#### EXERCISE INPUT ####

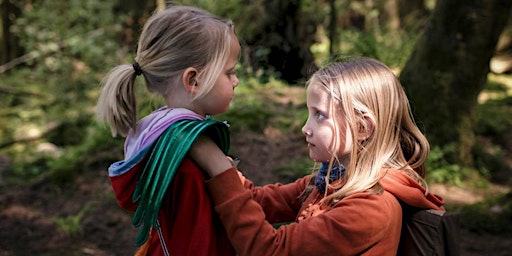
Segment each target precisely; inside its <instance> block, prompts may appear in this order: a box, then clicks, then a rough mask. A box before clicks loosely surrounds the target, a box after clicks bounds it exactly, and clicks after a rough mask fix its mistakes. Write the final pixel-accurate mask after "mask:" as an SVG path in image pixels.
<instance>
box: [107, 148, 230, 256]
mask: <svg viewBox="0 0 512 256" xmlns="http://www.w3.org/2000/svg"><path fill="white" fill-rule="evenodd" d="M145 162H146V161H141V162H140V163H138V164H137V165H136V166H134V167H133V168H132V169H131V170H130V171H128V172H126V173H124V174H122V175H119V176H114V177H111V182H112V187H113V189H114V192H115V195H116V198H117V201H118V203H119V205H120V206H121V207H122V208H124V209H126V210H129V211H135V209H136V207H137V205H136V204H133V203H132V194H133V191H134V189H135V186H136V184H137V178H138V177H139V176H140V173H141V172H142V170H143V166H144V164H145ZM204 179H205V177H204V176H203V174H202V172H201V171H200V170H199V168H198V167H197V166H196V165H195V163H194V162H192V161H191V160H190V159H188V158H185V159H184V160H183V163H182V164H181V166H180V167H179V169H178V171H177V172H176V175H175V176H174V178H173V180H172V182H171V184H170V185H169V191H168V193H167V195H166V196H165V198H164V199H163V202H162V206H161V209H160V213H159V215H158V221H159V223H160V226H161V231H162V233H163V237H164V239H165V244H166V247H167V249H168V250H169V252H170V255H190V256H200V255H204V256H215V255H218V256H230V255H235V252H234V250H233V247H232V246H231V244H230V243H229V240H228V238H227V236H226V232H225V230H224V228H223V226H222V223H221V222H220V220H219V218H218V216H217V215H216V214H215V211H214V209H213V206H212V203H211V201H210V198H209V197H208V194H207V192H206V188H205V185H204ZM149 239H150V240H149V243H150V245H149V250H148V253H147V255H152V256H156V255H158V256H160V255H164V252H163V250H162V246H161V244H160V238H159V236H158V233H157V231H156V230H154V229H152V232H151V236H150V238H149Z"/></svg>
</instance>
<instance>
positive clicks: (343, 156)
mask: <svg viewBox="0 0 512 256" xmlns="http://www.w3.org/2000/svg"><path fill="white" fill-rule="evenodd" d="M306 101H307V108H308V120H307V121H306V124H304V127H302V133H303V134H304V135H305V136H306V142H307V144H308V148H309V157H310V158H311V159H313V161H315V162H328V161H330V160H331V156H332V155H333V154H334V155H335V157H337V158H338V160H339V161H340V162H341V164H343V165H347V164H348V161H349V159H350V151H351V148H352V135H351V132H350V129H347V124H346V121H345V118H343V116H342V111H341V110H340V109H339V107H337V106H334V107H333V106H332V104H335V101H333V99H332V97H331V96H330V94H329V93H328V92H327V90H326V89H325V88H324V87H323V86H322V85H320V84H318V83H313V84H310V85H309V87H308V88H307V91H306Z"/></svg>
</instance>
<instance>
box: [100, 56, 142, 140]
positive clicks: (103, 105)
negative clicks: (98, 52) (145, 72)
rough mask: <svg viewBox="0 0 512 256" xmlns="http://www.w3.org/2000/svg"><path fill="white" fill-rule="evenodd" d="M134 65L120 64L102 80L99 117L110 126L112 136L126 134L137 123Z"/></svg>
mask: <svg viewBox="0 0 512 256" xmlns="http://www.w3.org/2000/svg"><path fill="white" fill-rule="evenodd" d="M135 77H136V71H135V70H134V68H133V66H132V65H119V66H117V67H115V68H114V69H112V71H110V73H108V74H107V76H106V77H105V78H104V79H103V81H102V82H101V84H102V86H103V89H102V91H101V94H100V97H99V99H98V104H97V110H96V111H97V115H98V119H99V120H100V121H102V122H106V123H108V124H109V126H110V130H111V132H112V136H114V137H115V136H117V135H118V134H120V135H121V136H126V135H127V134H128V131H129V130H130V129H135V128H136V125H137V104H136V103H137V102H136V100H135V92H134V84H135Z"/></svg>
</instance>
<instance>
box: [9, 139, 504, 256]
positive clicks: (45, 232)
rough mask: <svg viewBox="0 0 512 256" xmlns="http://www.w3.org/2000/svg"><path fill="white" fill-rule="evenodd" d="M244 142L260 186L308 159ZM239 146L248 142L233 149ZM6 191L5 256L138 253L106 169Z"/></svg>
mask: <svg viewBox="0 0 512 256" xmlns="http://www.w3.org/2000/svg"><path fill="white" fill-rule="evenodd" d="M243 140H244V141H243V143H244V145H246V147H242V148H241V150H240V151H239V156H240V158H241V159H246V160H242V163H241V165H240V167H241V168H242V169H245V170H247V171H246V172H245V173H246V176H248V177H249V178H251V179H253V180H254V181H255V182H256V183H259V184H263V183H268V182H275V181H278V180H281V181H284V180H286V179H287V177H285V176H282V175H275V173H272V172H269V171H265V170H271V168H270V167H272V166H279V165H281V164H282V163H283V162H284V161H289V157H286V156H290V154H291V155H294V156H298V155H303V153H304V152H305V150H306V149H305V147H304V145H302V144H303V141H302V140H297V139H296V138H289V140H288V141H282V140H281V142H280V143H276V142H275V140H269V138H268V137H264V136H262V137H258V136H256V135H247V136H244V138H243ZM246 140H251V142H252V143H246V142H247V141H246ZM239 143H242V141H235V142H234V143H233V144H234V146H236V145H237V144H239ZM247 145H249V146H247ZM283 147H284V149H283ZM278 148H280V149H281V150H277V149H278ZM245 156H246V157H245ZM288 178H289V177H288ZM432 189H433V191H434V192H436V193H438V194H440V195H441V196H443V197H444V198H445V199H446V202H447V204H472V203H475V202H478V201H480V200H482V199H483V198H485V196H486V195H487V194H489V193H501V192H505V191H506V190H507V188H505V187H499V186H496V187H494V189H492V190H485V191H484V190H468V189H462V188H458V187H453V186H445V185H433V186H432ZM1 191H2V194H1V195H0V219H1V221H0V256H11V255H12V256H14V255H97V256H106V255H133V253H134V251H135V248H134V247H133V242H134V237H135V233H136V230H135V229H134V228H133V227H132V226H131V223H130V220H131V216H130V214H129V213H127V212H124V211H123V210H121V209H120V208H119V207H118V206H117V204H116V201H115V199H114V196H113V194H112V191H111V187H110V183H109V180H108V177H107V176H106V173H105V170H104V169H98V170H88V171H83V172H82V173H80V174H77V175H76V176H75V179H74V180H73V182H70V183H69V184H66V185H64V186H56V185H53V184H52V183H51V182H49V181H48V180H47V179H44V178H43V179H41V180H39V181H33V182H29V183H26V184H23V185H18V186H10V185H8V184H5V183H4V184H2V188H1ZM461 238H462V241H461V248H462V255H465V256H477V255H478V256H481V255H495V256H500V255H501V256H505V255H512V254H511V252H512V239H511V238H510V236H505V235H494V234H477V233H472V232H470V231H468V230H465V229H464V227H462V231H461Z"/></svg>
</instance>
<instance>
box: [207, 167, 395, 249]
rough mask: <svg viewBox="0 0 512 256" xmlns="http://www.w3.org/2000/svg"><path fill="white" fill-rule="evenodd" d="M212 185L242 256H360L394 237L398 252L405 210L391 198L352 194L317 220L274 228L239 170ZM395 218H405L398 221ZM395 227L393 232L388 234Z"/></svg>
mask: <svg viewBox="0 0 512 256" xmlns="http://www.w3.org/2000/svg"><path fill="white" fill-rule="evenodd" d="M207 186H208V189H209V191H210V194H211V196H212V198H213V201H214V204H215V210H216V211H217V212H218V214H219V216H220V218H221V220H222V222H223V223H224V226H225V228H226V231H227V233H228V237H230V239H231V243H232V244H233V246H234V247H235V249H236V251H237V253H238V254H240V255H358V254H363V253H364V252H365V250H367V249H368V248H371V247H372V246H374V245H375V244H377V243H378V242H379V241H381V240H383V239H384V238H385V237H386V236H393V238H394V242H395V243H396V245H390V246H391V248H394V253H396V247H397V246H398V239H399V235H400V225H401V209H400V205H399V204H398V202H397V201H396V199H394V197H393V196H392V195H390V194H386V195H387V196H386V198H382V197H380V196H378V195H369V194H367V193H360V194H357V195H356V196H349V197H346V198H344V199H343V200H341V201H340V202H338V203H337V204H336V206H335V207H334V208H332V209H329V210H327V211H325V212H324V213H322V214H320V215H318V216H315V217H311V218H307V219H305V220H303V221H301V222H296V223H292V224H289V225H283V226H280V227H279V228H278V229H274V227H273V226H272V225H270V224H269V223H268V222H267V221H266V220H265V213H264V211H263V209H262V208H261V206H260V205H259V204H258V203H257V202H255V201H254V200H252V193H251V191H250V190H247V189H245V188H244V187H243V186H242V185H241V184H240V181H239V178H238V175H237V174H236V169H235V168H232V169H229V170H227V171H226V172H224V173H222V174H220V175H218V176H216V177H214V178H213V179H212V180H210V181H208V183H207ZM393 200H394V202H393ZM277 202H279V200H277V201H275V203H277ZM394 214H398V215H399V216H400V218H399V220H398V221H397V218H396V216H393V215H394ZM391 225H393V227H392V228H391V229H392V230H393V232H392V234H388V231H389V230H390V228H389V227H390V226H391ZM391 253H393V249H391ZM383 255H384V254H383ZM388 255H389V254H388Z"/></svg>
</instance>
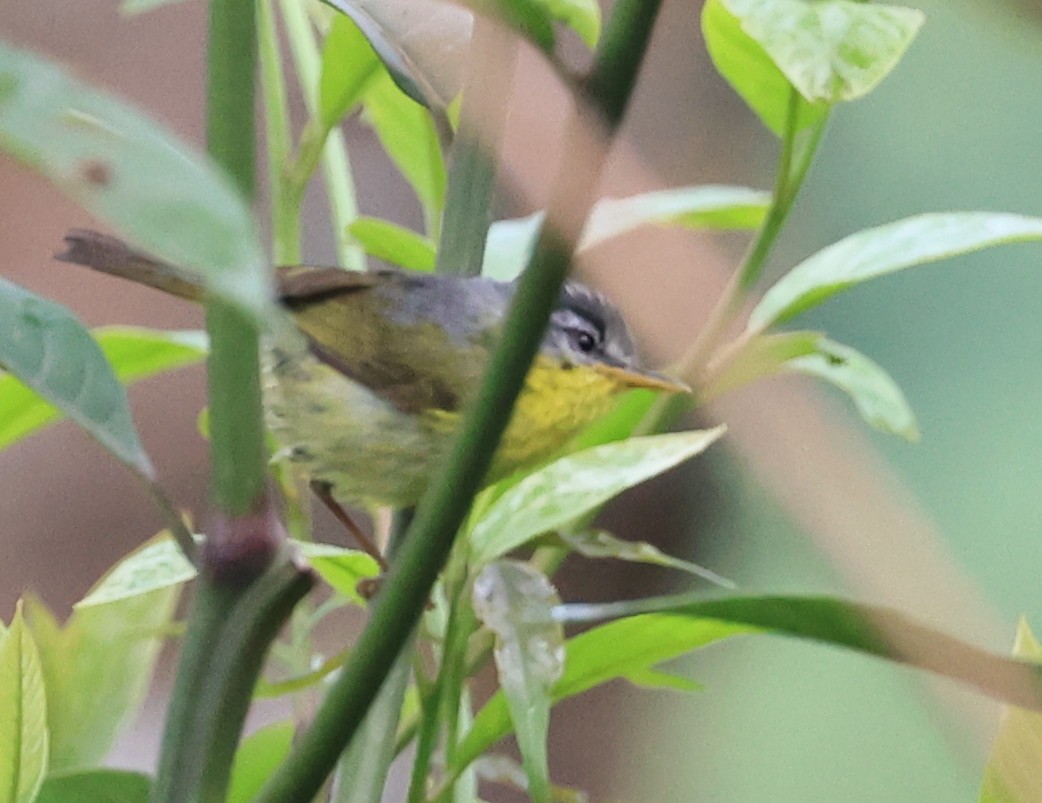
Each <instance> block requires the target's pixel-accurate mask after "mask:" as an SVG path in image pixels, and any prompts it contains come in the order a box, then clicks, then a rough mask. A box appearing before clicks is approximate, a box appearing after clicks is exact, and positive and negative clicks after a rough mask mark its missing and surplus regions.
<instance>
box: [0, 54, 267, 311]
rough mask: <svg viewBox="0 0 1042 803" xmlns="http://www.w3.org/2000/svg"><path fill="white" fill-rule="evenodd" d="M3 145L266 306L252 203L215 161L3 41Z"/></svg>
mask: <svg viewBox="0 0 1042 803" xmlns="http://www.w3.org/2000/svg"><path fill="white" fill-rule="evenodd" d="M0 149H2V150H3V151H6V152H7V153H9V154H11V155H13V156H14V157H15V158H17V159H19V160H20V161H22V162H23V164H25V165H26V166H27V167H29V168H31V169H33V170H35V171H38V172H40V173H42V174H43V175H44V176H46V177H47V178H49V179H50V180H51V181H53V182H54V183H55V184H56V185H57V186H58V187H59V189H60V190H63V191H64V192H65V193H67V194H68V195H69V196H70V197H71V198H72V199H73V200H74V201H76V202H77V203H79V204H80V205H81V206H82V207H83V208H85V209H86V210H88V211H90V212H91V214H92V215H93V216H94V217H96V218H98V219H99V220H102V221H105V222H107V223H108V224H110V225H113V226H114V227H116V228H117V229H119V230H120V231H121V232H122V233H123V234H124V235H126V236H127V237H128V239H129V240H131V241H133V243H134V244H135V245H137V246H139V247H141V248H142V249H144V250H145V251H148V252H149V253H151V254H154V255H155V256H157V257H159V258H162V259H166V260H167V261H169V262H171V264H172V265H178V266H183V267H185V268H188V269H191V270H193V271H196V272H198V273H199V274H200V275H201V276H202V277H203V278H204V279H205V280H206V282H207V284H208V286H209V290H210V291H212V292H213V293H214V294H215V295H217V296H220V297H222V298H225V299H227V300H228V301H230V302H232V303H235V304H239V305H240V306H242V307H244V308H246V309H248V310H251V311H253V312H256V313H259V312H263V311H264V310H266V309H267V308H268V307H269V306H270V303H271V284H270V282H271V279H270V270H271V269H270V265H269V261H268V259H267V258H266V257H265V254H264V250H263V249H262V247H261V243H259V239H258V232H257V229H256V225H255V223H254V220H253V216H252V212H251V210H250V208H249V206H248V205H247V204H246V203H245V202H244V201H243V199H242V197H241V196H240V194H239V193H238V192H237V190H235V189H234V186H233V184H232V183H231V181H230V180H229V179H228V178H227V177H225V176H224V174H223V173H222V172H221V171H220V170H219V169H218V168H216V167H215V166H214V165H213V164H212V162H209V161H208V160H207V159H206V158H205V157H204V156H202V155H200V154H198V153H196V152H195V151H193V150H192V149H191V148H189V147H188V146H187V145H184V144H183V143H181V142H180V141H178V140H177V139H175V137H174V136H173V135H172V134H170V133H169V132H167V131H166V130H165V129H164V128H163V127H162V126H159V125H158V124H157V123H156V122H155V121H154V120H152V119H151V118H149V117H147V116H146V115H144V114H142V112H141V111H138V110H137V109H134V108H132V107H131V106H130V105H128V104H126V103H123V102H122V101H118V100H116V99H115V98H113V97H110V96H108V95H105V94H103V93H100V92H97V91H96V90H94V89H92V87H91V86H90V85H88V84H85V83H83V82H81V81H78V80H76V79H74V78H72V77H71V76H69V75H68V74H67V73H65V72H64V71H63V70H61V69H60V68H58V67H56V66H54V65H52V64H50V62H49V61H47V60H45V59H43V58H40V57H38V56H34V55H32V54H30V53H27V52H25V51H22V50H18V49H16V48H14V47H11V46H9V45H7V44H6V43H2V42H0ZM187 231H191V232H192V235H191V236H185V233H184V232H187Z"/></svg>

####

_REQUIREMENT_. Go through the entries and return each line where the word "target" occurs.

_WRITTEN REPLY_.
Segment each target precisely; inside its <instance> block, prompts may appear in this order: a box, then clicks, then a rough mask. A box before clicks loosely surrounds the target, a box after clicks bounds it exactly, and clicks after a rough mask fix its mistakes. Write the final pixel-accurate mask after "mask:" as an SVG path in image pixels.
Each <instance> block requires the target's pixel-accurate mask after "mask:" as an SVG path in image pixels, and any prompts it contains come in the order a box, then clicks, then a rough mask. A box appearing before clicks is approximate, a box appearing after clicks is exact, and positive and negative clicks after a rough mask mark its missing and surplus regions.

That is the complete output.